Extrait du document:
Une journée européenne du patrimoine dans une ancienne manufacture royale de cires

N’allez pas croire que je campe à Antony (92) mais cette commune est suffisamment attractive pour que j’y vienne souvent butiner. Les religieuses de Saint-Joseph-de-Cluny ouvraient avant-hier exceptionnellement les portes de leur Communauté du 14 avenue du Bois de Verrières.
Un public attentif était convié à intervalles réguliers à emboîter le pas d’une sœur ainée. Nous étions ainsi près de 300 personnes à la dernière séance de l’après-midi à battre le pavé d’un domaine qui s’étendait il n’y a pas si longtemps encore jusqu’au bout de l’angle de la rue et remontait jusqu’au cimetière. Selon les endroits il nous fallut plus ou moins d’imagination pour faire parler les vieilles pierres.

Voici ce qui fut successivement une chapelle, une grange puis un dépôt. Ce bâtiment n’est sauvé de la désaffection que parce que le chef de chœur de la maîtrise Notre-Dame a besoin d’y entreposer des archives. Pourtant sa charpente, en châtaignier selon toute vraisemblance, est parfaitement intacte et ressemble à une barque à l’envers, ce qui n'est constatable, je vous l'accorde qu'à condition de pénétrer à l'intérieur et de lever lesyeux sur les poutres.
Les deux fenêtres extérieures, maintenant murées, devaient être éclairées de vitraux, preuve supplémentaire qu’il s’est bien agi d’une chapelle. On dit que la charpente à volige, intacte depuis la construction, est plutôt remarquable et comparable à celle du palais du Tau, où résidaient les rois avant leur couronnement en la cathédrale de Reims à laquelle il est accolé.

La promenade avait finalement à voir avec une forme d’archéologie urbaine. Il reste si peu de la maison de maîtres qui occupait majestueusement les lieux qu’on ne saurait deviner qu’il y a à peine cinquante ans ses escaliers croulaient sous une abondante floraison. Les rosiers ont été arrachés. Les façades ont été démolies. La pièce d’eau s’est évaporée. De longues et hautes barres d’immeubles d’habitat collectif ont surgi à sa place dans les années 60, sacrifiant, comme dans beaucoup d’autres endroits, le passé à ce qu’on croyait alors être le progrès. Ne subsistent aujourd’hui qu’une aquarelle, un couple de platanes et, aussi, -épargné comme par inadvertance par les pelleteuses meurtrières et l’urbanisation galopante- ce « banc-couvert » où les novices s’abritaient des intempéries pour peler les carottes et les pommes de terre.

Consigne A: Indiquez combien de lignes des enregistrements contiennent le mot « green ». Donnez seulement ce nombre.

Données d'entrée:
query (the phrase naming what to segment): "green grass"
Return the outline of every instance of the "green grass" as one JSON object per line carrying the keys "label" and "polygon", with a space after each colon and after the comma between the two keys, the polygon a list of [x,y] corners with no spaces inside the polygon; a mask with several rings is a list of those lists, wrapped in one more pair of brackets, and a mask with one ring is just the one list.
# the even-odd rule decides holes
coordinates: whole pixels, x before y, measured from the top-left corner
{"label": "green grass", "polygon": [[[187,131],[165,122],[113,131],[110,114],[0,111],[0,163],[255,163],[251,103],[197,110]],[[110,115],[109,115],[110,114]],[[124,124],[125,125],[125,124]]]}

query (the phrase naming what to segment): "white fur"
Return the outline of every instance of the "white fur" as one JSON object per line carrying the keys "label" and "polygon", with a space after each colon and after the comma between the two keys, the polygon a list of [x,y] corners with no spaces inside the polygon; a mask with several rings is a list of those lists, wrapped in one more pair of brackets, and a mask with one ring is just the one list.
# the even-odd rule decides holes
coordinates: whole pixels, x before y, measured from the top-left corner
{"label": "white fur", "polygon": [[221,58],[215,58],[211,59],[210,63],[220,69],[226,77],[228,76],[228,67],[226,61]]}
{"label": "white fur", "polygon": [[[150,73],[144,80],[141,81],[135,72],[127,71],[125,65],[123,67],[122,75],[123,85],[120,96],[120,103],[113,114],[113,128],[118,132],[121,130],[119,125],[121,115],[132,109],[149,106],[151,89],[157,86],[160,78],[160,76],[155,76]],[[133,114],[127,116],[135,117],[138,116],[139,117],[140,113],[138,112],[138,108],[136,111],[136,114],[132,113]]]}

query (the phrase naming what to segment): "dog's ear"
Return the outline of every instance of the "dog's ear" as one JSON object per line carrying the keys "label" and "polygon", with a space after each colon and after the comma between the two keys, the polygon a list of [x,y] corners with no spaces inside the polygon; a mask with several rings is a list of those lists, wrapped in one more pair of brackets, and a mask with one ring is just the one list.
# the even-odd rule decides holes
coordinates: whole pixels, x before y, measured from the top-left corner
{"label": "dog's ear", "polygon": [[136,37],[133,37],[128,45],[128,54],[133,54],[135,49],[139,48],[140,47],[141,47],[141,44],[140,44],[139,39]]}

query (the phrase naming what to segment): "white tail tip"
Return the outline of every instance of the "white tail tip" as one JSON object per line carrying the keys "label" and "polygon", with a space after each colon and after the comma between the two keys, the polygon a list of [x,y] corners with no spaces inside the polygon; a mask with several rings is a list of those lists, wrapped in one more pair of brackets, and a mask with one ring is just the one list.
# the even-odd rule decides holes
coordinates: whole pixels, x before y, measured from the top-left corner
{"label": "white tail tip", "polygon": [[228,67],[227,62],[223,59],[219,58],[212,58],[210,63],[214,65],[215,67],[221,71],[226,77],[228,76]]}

Consigne B:
Répondez aux questions suivantes d'après l'extrait sur la journée du patrimoine à Antony :
(i) À quelle adresse se trouve la Communauté des religieuses de Saint-Joseph-de-Cluny ?
(ii) Combien de personnes suivaient la dernière séance de l'après-midi ?
(iii) Dans quelle décennie les barres d'immeubles d'habitat collectif ont-elles surgi à la place de la maison de maîtres ?

Réponse complète A: 3

Réponse complète B:
(i) La Communauté se trouve au 14 avenue du Bois de Verrières.
(ii) Près de 300 personnes suivaient la dernière séance de l'après-midi.
(iii) Les barres d'immeubles ont surgi dans les années 60.